Design for Synchronous Replication/ WAL Streaming

From: Simon Riggs <simon(at)2ndQuadrant(dot)com>
To: pgsql-hackers <pgsql-hackers(at)postgresql(dot)org>
Subject: Design for Synchronous Replication/ WAL Streaming
Date: 2008-08-19 03:13:40
Message-ID: 1219115620.5343.896.camel@ebony.2ndQuadrant
Views: Raw Message | Whole Thread | Download mbox | Resend email
Thread:
Lists: pgsql-hackers

For various reasons others have not been able to discuss detailed
designs in public. In an attempt to provide assistance with that I'm
providing my design notes here - not hugely detailed, just rough
sketches of how it can work. This may also help identify coordination
points and help to avert the code equivalent of a traffic jam later in
this release cycle.

Sync rep consists of 3 main parts:
* WAL sending
* WAL transmitting
* WAL receiving
WAL apply is essentially the same, so isn't discussed here.

WAL sending - would be achieved by having WAL writer issue calls to
transmit data. Individual backends would perform XLogInsert() to insert
a commit WAL record, then queue themselves up to wait for WAL writer to
perform the transmit up to the desired LSN (according to parameter
settings for synchronous_commit etc). The local WAL write and WAL
transmit would be performed together by the WAL writer, who would then
wake up backends once the log has been written as far as the requested
LSN. Very similar code to LWlocks, but queued on LSN, not lock arrival.

-=-=-

AIM: Repeat the design notes on synchronous replication and WAL streaming in full, word for word.

Point annotation records:
-=-=-

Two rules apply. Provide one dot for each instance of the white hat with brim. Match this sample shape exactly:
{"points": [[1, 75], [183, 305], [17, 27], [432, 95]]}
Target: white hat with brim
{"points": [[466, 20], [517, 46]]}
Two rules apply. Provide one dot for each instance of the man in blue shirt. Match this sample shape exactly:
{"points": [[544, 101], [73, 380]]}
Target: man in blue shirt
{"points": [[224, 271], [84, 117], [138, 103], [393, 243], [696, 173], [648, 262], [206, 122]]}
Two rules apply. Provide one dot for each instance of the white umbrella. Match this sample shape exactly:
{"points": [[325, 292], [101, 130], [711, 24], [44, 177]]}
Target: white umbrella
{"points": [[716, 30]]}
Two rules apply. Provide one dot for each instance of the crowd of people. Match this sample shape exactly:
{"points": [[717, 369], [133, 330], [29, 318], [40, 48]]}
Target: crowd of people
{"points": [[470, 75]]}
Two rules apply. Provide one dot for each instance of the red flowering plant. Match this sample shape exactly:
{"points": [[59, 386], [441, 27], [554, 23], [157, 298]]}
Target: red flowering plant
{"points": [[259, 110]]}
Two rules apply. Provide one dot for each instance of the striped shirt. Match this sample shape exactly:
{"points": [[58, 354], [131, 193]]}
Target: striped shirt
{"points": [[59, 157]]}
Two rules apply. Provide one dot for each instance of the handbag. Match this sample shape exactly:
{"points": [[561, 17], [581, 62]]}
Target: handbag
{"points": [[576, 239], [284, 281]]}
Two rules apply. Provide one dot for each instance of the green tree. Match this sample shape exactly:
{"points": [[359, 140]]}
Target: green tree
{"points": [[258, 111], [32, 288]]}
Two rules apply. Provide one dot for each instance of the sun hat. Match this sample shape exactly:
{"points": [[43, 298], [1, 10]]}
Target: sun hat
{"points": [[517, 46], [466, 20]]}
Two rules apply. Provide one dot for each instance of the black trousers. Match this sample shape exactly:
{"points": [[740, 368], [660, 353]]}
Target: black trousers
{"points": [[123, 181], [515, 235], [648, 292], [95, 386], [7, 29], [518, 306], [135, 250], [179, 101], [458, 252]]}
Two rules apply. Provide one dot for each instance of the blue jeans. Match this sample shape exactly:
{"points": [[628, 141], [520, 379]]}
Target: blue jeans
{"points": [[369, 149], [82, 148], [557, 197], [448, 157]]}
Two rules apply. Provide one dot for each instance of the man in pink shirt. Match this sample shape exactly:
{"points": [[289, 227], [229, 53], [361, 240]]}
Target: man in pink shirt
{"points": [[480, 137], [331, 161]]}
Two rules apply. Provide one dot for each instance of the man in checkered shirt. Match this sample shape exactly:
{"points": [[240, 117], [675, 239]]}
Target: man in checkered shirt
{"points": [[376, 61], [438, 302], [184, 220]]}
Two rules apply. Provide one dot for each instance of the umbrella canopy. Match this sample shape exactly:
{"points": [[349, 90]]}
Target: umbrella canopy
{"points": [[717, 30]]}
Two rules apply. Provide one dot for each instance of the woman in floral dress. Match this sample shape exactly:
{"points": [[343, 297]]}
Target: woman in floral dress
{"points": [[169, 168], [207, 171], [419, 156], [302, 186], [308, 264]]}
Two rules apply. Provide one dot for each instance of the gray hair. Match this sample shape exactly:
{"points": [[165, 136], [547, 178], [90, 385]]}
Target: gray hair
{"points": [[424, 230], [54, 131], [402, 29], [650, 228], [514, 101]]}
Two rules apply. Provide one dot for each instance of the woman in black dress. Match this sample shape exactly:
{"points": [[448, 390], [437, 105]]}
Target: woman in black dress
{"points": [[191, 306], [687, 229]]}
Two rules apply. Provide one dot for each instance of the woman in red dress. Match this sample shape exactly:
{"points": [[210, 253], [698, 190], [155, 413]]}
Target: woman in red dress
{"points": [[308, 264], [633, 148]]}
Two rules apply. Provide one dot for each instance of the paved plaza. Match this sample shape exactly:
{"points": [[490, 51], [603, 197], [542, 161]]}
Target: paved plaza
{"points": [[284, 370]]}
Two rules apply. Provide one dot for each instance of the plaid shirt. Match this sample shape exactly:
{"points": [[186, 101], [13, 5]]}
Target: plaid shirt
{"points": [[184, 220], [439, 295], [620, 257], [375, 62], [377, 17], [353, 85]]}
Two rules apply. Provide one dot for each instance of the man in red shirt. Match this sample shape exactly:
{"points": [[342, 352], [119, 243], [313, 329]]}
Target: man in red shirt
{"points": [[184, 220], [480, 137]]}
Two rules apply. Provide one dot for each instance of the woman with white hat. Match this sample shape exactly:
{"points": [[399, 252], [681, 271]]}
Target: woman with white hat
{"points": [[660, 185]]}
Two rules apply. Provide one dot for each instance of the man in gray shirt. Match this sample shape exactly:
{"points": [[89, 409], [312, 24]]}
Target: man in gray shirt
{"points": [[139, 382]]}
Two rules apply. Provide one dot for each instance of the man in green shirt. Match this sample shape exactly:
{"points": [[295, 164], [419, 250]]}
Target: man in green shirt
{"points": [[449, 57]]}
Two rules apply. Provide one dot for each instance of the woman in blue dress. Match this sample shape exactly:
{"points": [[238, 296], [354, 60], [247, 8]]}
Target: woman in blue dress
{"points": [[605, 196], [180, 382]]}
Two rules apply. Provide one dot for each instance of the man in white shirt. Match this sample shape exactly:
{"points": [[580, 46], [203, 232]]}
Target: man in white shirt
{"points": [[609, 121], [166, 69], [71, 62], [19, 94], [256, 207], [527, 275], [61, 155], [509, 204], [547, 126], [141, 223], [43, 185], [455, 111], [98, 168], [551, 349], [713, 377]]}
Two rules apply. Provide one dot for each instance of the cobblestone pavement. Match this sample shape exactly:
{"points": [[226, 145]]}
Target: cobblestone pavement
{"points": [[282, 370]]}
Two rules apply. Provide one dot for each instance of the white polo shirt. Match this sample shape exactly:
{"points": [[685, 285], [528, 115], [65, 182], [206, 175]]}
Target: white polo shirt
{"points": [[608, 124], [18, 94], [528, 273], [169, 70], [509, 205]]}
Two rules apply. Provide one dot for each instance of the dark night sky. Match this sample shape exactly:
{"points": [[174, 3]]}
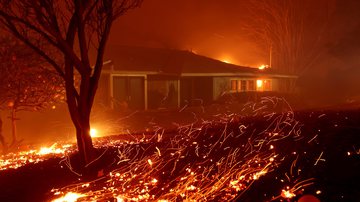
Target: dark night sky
{"points": [[214, 28]]}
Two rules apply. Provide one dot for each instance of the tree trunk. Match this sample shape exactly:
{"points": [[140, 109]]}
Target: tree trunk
{"points": [[2, 139], [13, 126], [84, 141]]}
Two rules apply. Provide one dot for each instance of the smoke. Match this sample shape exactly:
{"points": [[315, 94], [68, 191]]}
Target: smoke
{"points": [[209, 28]]}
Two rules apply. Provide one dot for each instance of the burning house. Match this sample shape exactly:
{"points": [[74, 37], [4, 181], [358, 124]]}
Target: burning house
{"points": [[148, 78]]}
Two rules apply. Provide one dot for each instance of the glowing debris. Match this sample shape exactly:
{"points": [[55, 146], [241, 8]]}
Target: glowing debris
{"points": [[69, 197]]}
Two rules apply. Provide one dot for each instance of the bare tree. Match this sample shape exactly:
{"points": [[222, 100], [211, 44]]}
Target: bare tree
{"points": [[27, 84], [293, 32], [73, 28]]}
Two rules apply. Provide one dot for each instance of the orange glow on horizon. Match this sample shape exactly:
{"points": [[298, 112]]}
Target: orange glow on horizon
{"points": [[259, 83]]}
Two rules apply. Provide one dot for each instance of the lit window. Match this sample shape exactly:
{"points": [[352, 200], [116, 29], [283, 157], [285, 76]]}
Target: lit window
{"points": [[251, 85], [233, 85], [243, 85], [259, 84], [267, 85]]}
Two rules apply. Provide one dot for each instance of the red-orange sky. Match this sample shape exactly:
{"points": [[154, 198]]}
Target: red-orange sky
{"points": [[210, 27]]}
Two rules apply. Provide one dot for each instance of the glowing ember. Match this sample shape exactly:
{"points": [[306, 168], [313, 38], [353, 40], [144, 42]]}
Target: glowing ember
{"points": [[287, 194], [262, 67], [21, 158], [69, 197], [93, 132], [214, 161]]}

-=-=-

SOLUTION:
Design for Synchronous Replication/ WAL Streaming

From: Simon Riggs <simon(at)2ndQuadrant(dot)com>
To: pgsql-hackers <pgsql-hackers(at)postgresql(dot)org>
Subject: Design for Synchronous Replication/ WAL Streaming
Date: 2008-08-19 03:13:40
Message-ID: 1219115620.5343.896.camel@ebony.2ndQuadrant
Views: Raw Message | Whole Thread | Download mbox | Resend email
Thread:
Lists: pgsql-hackers

For various reasons others have not been able to discuss detailed
designs in public. In an attempt to provide assistance with that I'm
providing my design notes here - not hugely detailed, just rough
sketches of how it can work. This may also help identify coordination
points and help to avert the code equivalent of a traffic jam later in
this release cycle.

Sync rep consists of 3 main parts:
* WAL sending
* WAL transmitting
* WAL receiving
WAL apply is essentially the same, so isn't discussed here.

WAL sending - would be achieved by having WAL writer issue calls to
transmit data. Individual backends would perform XLogInsert() to insert
a commit WAL record, then queue themselves up to wait for WAL writer to
perform the transmit up to the desired LSN (according to parameter
settings for synchronous_commit etc). The local WAL write and WAL
transmit would be performed together by the WAL writer, who would then
wake up backends once the log has been written as far as the requested
LSN. Very similar code to LWlocks, but queued on LSN, not lock arrival.